## SUPPLIED PASSAGE
The Design Recipe (Time 25 minutes)

• Functions are a key part of animation in computer programs. A function that draws a static picture of a cat, for example, can place the cat at a different location based on the input. When that input changes slightly based on time or user-interaction, the cat will appear to move. This is similar to the way that flip-book animations work, in which each page draws a static image that has changed by a small amount. When the pages are displayed quickly, the images appear to change smoothly.

Review the importance of definitions for students (defining values helps cut down on redundancy and makes future changes easier, defining functions allows for simplicity and testability. Be sure to use vocabulary regularly and carefully, pushing students to use the proper terms throughout.)

• Putting these images together, we arrive at an animation of the rocket moving up the screen. Let’s see an example of this kind of animation, using a function to make a rocket-blast off! Turn to Page 12 in your workbook, and read the word problem carefully.
• What is the rocket-height function taking in as an input? What type of data is that?

• What is the function producing as an output? What type of data is that?

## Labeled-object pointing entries
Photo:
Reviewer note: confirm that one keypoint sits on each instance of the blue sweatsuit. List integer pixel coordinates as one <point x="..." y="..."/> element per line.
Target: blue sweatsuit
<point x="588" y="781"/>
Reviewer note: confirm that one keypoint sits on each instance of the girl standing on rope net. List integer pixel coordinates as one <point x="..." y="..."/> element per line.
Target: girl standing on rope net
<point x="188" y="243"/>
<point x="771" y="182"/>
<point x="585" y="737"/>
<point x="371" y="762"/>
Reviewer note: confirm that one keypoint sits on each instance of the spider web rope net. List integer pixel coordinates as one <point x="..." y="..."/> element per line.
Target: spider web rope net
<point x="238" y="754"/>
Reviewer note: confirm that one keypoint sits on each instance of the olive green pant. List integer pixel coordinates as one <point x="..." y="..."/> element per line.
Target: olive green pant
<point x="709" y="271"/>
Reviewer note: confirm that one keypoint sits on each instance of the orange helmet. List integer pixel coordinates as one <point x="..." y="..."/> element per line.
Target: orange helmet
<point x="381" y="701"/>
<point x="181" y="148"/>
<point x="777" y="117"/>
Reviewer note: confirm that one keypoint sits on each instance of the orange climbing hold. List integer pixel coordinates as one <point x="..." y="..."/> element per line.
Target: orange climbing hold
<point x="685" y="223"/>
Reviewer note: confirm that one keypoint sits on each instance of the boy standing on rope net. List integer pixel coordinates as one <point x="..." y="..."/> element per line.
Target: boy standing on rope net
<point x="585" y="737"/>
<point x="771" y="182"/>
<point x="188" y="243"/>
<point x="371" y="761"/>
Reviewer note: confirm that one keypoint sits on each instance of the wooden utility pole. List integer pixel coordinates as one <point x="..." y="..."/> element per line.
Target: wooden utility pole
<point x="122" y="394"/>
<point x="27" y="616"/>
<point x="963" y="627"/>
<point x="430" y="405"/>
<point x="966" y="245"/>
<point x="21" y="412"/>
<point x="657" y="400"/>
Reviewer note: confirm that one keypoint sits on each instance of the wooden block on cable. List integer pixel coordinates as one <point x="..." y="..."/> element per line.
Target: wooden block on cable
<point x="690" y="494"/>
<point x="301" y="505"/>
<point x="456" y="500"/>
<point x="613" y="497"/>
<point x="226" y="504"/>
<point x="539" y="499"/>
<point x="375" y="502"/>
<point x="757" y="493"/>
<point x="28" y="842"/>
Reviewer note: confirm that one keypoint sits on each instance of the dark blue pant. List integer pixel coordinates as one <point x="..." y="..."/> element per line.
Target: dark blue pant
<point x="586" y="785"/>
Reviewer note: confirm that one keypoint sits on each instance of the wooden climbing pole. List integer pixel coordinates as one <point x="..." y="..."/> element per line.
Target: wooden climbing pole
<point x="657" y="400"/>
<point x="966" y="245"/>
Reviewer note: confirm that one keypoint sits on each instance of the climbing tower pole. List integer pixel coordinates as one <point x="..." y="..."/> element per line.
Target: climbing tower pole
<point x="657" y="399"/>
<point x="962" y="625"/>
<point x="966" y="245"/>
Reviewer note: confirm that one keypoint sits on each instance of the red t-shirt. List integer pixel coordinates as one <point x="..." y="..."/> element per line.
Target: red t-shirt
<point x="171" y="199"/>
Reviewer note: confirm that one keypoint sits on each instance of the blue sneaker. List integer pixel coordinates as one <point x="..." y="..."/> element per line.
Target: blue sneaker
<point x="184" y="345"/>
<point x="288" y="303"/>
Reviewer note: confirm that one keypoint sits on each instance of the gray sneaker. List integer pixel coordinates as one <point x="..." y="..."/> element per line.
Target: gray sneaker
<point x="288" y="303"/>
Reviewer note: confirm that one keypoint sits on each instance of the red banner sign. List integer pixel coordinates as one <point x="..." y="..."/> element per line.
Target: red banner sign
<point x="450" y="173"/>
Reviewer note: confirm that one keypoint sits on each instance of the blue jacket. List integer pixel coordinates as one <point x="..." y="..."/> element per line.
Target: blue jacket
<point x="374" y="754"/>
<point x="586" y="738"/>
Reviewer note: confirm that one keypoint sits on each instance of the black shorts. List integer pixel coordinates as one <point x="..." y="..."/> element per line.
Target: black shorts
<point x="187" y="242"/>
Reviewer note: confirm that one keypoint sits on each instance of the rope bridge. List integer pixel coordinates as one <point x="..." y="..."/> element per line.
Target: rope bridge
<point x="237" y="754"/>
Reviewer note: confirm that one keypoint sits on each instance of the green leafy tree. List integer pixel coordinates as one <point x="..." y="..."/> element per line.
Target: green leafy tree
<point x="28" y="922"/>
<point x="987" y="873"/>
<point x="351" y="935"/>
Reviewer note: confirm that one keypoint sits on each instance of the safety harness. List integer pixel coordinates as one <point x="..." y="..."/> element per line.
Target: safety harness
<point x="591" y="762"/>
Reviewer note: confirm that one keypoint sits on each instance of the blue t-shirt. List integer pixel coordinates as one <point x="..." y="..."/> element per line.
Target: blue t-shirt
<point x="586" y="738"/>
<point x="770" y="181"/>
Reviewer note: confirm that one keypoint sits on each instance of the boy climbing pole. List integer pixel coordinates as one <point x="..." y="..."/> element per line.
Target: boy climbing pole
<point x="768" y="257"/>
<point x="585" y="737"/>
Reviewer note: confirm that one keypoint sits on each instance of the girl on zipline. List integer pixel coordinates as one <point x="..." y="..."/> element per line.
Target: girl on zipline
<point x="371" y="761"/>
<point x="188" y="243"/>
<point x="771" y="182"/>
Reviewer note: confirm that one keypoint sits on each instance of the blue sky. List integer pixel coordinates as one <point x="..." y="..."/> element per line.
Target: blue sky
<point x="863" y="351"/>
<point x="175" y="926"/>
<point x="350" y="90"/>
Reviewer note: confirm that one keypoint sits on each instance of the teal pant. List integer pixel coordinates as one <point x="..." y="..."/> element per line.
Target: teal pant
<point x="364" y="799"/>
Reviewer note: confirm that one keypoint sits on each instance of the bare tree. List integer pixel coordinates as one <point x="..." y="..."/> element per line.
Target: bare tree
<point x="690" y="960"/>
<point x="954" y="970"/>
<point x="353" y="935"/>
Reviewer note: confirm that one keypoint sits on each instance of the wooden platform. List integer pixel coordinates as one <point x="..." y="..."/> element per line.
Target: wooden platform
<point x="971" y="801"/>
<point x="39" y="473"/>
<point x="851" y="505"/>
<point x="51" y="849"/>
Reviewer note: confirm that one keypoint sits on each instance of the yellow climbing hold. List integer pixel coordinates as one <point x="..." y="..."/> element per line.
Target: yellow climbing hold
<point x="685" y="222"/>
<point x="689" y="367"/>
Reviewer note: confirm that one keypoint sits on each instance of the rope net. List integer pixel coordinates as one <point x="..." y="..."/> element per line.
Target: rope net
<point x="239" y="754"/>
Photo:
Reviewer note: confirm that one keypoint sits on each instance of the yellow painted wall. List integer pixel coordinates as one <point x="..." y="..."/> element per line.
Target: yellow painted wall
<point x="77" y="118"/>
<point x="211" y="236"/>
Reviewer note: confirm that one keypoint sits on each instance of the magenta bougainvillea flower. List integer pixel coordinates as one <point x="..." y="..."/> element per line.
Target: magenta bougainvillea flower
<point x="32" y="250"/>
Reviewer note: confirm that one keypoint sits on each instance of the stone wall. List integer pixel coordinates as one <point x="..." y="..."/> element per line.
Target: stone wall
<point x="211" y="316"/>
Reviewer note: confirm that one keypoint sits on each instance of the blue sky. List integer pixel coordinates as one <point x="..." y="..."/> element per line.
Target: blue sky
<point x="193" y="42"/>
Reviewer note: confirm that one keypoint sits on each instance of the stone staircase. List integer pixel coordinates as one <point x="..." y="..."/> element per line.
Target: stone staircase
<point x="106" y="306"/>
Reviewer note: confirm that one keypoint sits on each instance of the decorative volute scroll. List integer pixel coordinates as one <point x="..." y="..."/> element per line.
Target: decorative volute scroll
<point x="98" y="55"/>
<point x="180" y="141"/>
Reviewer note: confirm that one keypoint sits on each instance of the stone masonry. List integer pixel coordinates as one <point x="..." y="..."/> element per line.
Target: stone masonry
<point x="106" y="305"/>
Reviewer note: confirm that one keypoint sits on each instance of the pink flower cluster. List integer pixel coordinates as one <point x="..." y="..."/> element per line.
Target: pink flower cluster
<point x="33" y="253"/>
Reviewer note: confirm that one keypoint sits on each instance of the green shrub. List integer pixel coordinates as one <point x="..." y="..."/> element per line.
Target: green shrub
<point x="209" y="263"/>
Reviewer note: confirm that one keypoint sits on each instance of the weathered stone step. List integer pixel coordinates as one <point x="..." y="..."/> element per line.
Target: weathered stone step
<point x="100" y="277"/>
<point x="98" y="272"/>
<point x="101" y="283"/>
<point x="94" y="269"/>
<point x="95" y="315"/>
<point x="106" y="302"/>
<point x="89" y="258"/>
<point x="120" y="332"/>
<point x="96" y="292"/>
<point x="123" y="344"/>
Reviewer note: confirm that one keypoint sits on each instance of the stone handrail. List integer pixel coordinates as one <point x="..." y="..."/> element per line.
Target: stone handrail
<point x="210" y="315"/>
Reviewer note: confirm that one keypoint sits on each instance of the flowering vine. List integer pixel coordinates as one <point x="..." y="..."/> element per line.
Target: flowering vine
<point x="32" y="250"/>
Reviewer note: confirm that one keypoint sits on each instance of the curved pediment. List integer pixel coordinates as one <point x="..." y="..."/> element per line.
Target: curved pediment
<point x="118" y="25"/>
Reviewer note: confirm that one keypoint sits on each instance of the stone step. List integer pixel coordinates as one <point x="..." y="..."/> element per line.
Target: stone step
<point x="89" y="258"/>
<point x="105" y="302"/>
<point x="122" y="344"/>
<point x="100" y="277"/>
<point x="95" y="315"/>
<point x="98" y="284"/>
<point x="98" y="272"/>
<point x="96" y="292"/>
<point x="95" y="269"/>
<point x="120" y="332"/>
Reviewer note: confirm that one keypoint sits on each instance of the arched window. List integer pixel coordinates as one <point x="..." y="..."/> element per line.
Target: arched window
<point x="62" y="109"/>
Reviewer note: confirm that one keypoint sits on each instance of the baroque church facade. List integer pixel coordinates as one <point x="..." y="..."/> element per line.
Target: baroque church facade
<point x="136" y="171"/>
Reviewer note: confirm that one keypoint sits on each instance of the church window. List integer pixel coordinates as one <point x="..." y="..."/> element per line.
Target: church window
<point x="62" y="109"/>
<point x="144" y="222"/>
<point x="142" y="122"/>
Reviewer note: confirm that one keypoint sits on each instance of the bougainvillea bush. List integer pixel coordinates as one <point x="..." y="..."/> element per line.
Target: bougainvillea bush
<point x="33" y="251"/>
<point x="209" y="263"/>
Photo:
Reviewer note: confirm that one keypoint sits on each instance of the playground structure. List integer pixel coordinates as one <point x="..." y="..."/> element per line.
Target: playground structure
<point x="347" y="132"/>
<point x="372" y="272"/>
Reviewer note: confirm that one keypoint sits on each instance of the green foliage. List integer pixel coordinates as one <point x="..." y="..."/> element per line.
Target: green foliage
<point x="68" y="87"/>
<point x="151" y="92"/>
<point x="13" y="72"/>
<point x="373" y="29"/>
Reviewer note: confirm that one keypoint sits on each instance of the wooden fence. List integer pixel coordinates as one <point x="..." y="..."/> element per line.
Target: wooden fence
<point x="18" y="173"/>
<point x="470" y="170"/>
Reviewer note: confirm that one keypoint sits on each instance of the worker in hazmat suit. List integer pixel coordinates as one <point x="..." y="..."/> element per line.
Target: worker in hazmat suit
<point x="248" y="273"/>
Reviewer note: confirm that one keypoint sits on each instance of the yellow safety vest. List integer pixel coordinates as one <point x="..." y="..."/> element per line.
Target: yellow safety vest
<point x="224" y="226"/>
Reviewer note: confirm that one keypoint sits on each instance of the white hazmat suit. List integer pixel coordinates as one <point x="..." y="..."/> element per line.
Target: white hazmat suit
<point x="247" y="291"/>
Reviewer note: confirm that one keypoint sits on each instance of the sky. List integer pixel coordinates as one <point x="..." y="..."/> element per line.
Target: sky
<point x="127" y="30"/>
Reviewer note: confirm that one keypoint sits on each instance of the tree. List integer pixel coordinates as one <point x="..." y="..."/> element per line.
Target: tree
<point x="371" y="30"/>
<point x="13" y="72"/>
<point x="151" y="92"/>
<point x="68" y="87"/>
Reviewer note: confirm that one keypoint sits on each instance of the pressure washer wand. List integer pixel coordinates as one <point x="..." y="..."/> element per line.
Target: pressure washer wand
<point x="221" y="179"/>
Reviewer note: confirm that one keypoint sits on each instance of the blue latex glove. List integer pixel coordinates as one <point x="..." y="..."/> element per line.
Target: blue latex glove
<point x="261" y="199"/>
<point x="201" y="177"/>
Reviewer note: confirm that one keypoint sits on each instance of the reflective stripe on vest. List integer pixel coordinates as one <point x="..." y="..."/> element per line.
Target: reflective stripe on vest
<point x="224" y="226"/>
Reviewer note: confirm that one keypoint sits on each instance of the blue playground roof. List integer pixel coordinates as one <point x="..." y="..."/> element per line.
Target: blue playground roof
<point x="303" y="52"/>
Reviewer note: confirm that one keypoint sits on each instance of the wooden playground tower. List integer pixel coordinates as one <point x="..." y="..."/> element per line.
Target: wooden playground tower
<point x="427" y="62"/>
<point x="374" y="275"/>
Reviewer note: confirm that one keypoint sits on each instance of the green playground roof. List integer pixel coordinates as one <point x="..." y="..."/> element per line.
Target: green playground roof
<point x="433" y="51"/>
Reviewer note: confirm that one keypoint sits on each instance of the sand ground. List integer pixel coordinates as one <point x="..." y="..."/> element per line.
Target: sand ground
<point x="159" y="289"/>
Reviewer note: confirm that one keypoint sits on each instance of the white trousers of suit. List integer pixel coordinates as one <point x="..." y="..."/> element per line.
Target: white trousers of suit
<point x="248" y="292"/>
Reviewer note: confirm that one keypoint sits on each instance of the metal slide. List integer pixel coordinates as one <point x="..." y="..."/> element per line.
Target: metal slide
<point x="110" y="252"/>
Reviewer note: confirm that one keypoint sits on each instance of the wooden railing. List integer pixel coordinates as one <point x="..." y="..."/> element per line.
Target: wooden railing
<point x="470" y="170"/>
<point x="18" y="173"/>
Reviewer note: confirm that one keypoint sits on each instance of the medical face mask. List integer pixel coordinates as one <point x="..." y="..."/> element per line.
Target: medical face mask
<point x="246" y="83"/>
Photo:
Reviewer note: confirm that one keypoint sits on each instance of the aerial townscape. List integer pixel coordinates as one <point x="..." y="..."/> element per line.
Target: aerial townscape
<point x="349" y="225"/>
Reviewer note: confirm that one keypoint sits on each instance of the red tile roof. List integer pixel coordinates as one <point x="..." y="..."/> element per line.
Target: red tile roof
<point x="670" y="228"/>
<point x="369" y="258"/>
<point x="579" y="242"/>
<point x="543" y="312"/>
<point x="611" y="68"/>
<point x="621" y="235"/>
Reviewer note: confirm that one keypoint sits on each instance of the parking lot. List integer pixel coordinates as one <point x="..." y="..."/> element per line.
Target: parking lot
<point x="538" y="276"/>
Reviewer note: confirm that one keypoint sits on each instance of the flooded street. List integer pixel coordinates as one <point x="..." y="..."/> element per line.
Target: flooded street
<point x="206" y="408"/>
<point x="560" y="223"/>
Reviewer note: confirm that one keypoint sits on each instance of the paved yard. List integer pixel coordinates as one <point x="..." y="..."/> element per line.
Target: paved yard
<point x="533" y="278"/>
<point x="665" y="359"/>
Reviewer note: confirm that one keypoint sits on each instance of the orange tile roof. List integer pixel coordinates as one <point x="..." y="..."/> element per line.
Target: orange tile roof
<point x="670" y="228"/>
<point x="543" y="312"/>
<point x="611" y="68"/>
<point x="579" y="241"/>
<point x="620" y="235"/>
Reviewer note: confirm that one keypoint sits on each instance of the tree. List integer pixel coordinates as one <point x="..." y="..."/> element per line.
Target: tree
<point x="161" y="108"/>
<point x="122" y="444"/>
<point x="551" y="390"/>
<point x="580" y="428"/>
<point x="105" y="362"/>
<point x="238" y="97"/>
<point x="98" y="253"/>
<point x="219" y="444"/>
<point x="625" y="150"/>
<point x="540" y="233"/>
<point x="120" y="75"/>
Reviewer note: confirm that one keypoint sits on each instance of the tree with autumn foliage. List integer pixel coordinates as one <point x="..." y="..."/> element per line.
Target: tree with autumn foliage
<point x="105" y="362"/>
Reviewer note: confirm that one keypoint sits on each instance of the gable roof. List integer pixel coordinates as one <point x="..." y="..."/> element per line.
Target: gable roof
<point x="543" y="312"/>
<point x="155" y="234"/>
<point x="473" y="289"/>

## WRITTEN EXERCISE 1
In the design recipe passage, which page of the workbook has the rocket word problem?
## WRITTEN EXERCISE 2
Mark each statement about the design recipe passage yes or no, and quote the words that decide it. (a) Defining values makes future changes easier. (b) This section is allotted 30 minutes. (c) The rocket in the animation moves down the screen.

## FINAL RESULT 1
Page 12.

## FINAL RESULT 2
(a) Yes: "defining values helps cut down on redundancy and makes future changes easier"
(b) No: "(Time 25 minutes)"
(c) No: "an animation of the rocket moving up the screen"